Natural language region descriptions
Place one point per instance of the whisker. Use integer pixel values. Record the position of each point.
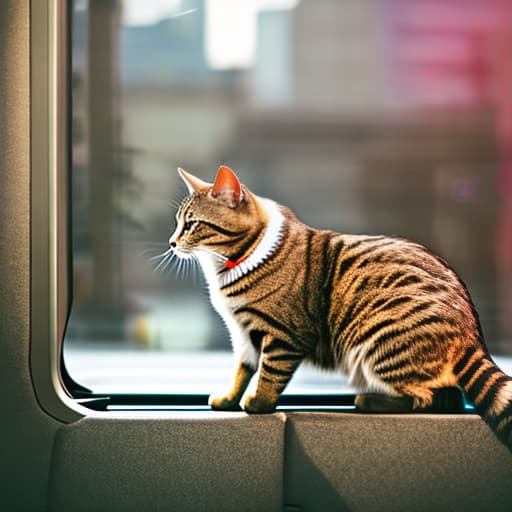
(215, 254)
(161, 255)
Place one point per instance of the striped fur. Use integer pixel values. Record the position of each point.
(385, 311)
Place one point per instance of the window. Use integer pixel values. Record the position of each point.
(385, 116)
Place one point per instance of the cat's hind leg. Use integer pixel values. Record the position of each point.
(231, 401)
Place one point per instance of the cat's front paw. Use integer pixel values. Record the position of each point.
(223, 403)
(255, 405)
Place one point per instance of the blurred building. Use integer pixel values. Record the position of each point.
(377, 116)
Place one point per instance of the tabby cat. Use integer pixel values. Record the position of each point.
(385, 311)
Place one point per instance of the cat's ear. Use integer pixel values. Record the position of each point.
(193, 184)
(227, 187)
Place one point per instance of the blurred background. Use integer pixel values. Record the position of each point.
(364, 116)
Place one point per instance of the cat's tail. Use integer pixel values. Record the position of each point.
(488, 388)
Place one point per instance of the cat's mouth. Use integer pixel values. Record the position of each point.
(182, 252)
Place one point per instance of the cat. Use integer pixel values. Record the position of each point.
(385, 311)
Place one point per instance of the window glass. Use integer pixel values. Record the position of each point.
(379, 116)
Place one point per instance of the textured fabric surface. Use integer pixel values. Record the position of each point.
(224, 462)
(362, 462)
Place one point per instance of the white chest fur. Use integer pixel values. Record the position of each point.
(242, 346)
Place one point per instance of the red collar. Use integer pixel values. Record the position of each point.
(232, 264)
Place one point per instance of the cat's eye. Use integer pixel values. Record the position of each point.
(188, 226)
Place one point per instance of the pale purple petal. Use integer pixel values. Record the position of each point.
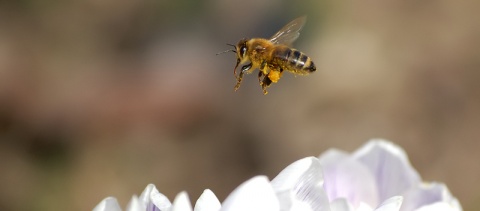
(341, 204)
(108, 204)
(348, 178)
(207, 202)
(305, 180)
(135, 204)
(426, 194)
(390, 167)
(391, 204)
(255, 194)
(181, 203)
(440, 206)
(154, 200)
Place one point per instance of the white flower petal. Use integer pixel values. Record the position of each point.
(302, 181)
(340, 204)
(389, 163)
(348, 178)
(254, 194)
(429, 193)
(181, 203)
(135, 204)
(108, 204)
(207, 202)
(391, 204)
(440, 206)
(154, 200)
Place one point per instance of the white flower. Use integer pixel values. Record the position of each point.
(378, 176)
(378, 171)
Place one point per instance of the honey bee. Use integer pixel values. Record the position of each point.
(272, 56)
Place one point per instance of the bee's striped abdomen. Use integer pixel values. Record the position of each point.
(294, 60)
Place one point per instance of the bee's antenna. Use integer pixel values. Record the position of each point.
(232, 50)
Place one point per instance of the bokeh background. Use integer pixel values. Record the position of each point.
(102, 97)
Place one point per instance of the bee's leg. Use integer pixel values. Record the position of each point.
(275, 74)
(265, 84)
(245, 68)
(265, 81)
(260, 75)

**Task item**
Although the records contain pictures, your copy should hold only the text, reproduced exactly.

**Task output**
Place one point per instance of the whisker. Use integer pixel values. Record the position of each point.
(215, 254)
(161, 255)
Place one point per instance of the striped fur. Use integer pixel values. Record the position of each point.
(385, 311)
Place one point per instance of the window. Use integer pixel values. Record the position of each point.
(385, 116)
Place one point per instance of the cat's hind leg. Use integer pixel values. Record the position of each point.
(231, 401)
Place one point per instance of the cat's front paw. Use integer pixel values. Record the position of each point.
(223, 403)
(255, 405)
Place one point per instance of the blurred building. Use integer pixel values. Record the position of each point.
(377, 116)
Place one point per instance of the tabby cat. Use integer pixel values. Record the position of each point.
(385, 311)
Place one point per instance of the cat's ear. Use integer pixel values. Record the position of each point.
(193, 184)
(227, 187)
Place one point per instance of the blurred background. Use integer pixel values. Record the position of each point.
(364, 116)
Place one point per instance of the cat's tail. Use integer pixel values. Record the position of each point.
(488, 388)
Place one point per instance of the cat's mouth. Use integer pixel values. Record the position of each point.
(182, 252)
Place one point per instance of the cat. Use integer pixel values. Record the position of each point.
(385, 311)
Place one point per instance of the window glass. Use integer pixel values. Record the position of each point.
(379, 116)
Place one point per instance of the textured fabric surface. Use integer pixel values. Record the position of each point.
(224, 462)
(362, 462)
Place one point per instance of the white chest fur. Use integer pixel values. Record the position of each point.
(242, 346)
Place one point per instance of the red collar. Use integer pixel values. Record the position of each point.
(232, 264)
Place one point per instance of the cat's eye. Use integer pixel values. Record the position of each point.
(188, 226)
Place one point per instance of the pale purple petal. Use integer pixel values. Record the position of each point.
(341, 204)
(108, 204)
(348, 178)
(207, 202)
(305, 180)
(135, 204)
(426, 194)
(390, 167)
(391, 204)
(255, 194)
(181, 203)
(440, 206)
(154, 200)
Place one point per instance of the white flower petal. Use integer pixel values. Record the position of each point.
(302, 181)
(340, 204)
(389, 163)
(348, 178)
(254, 194)
(429, 193)
(181, 203)
(135, 204)
(108, 204)
(207, 202)
(391, 204)
(440, 206)
(154, 200)
Place one point per instance of the white flower. Use integer pixel values. Record the position of each point.
(378, 176)
(378, 171)
Place one point per instance of the honey bee. Use integer pixel values. Record the position of each point.
(272, 56)
Place one point per instance of the bee's striped abdomen. Use integer pixel values. Record the position of each point.
(294, 60)
Place one point per instance of the bee's antenna. Use integer pixel values. Record the position of each point.
(232, 50)
Place one point per instance of the bokeh background. Use integer pixel values. Record the position of each point.
(102, 97)
Place one point per instance of the bee's leg. Use integer pixel values. Record the position of each point.
(275, 74)
(265, 84)
(245, 68)
(265, 81)
(260, 75)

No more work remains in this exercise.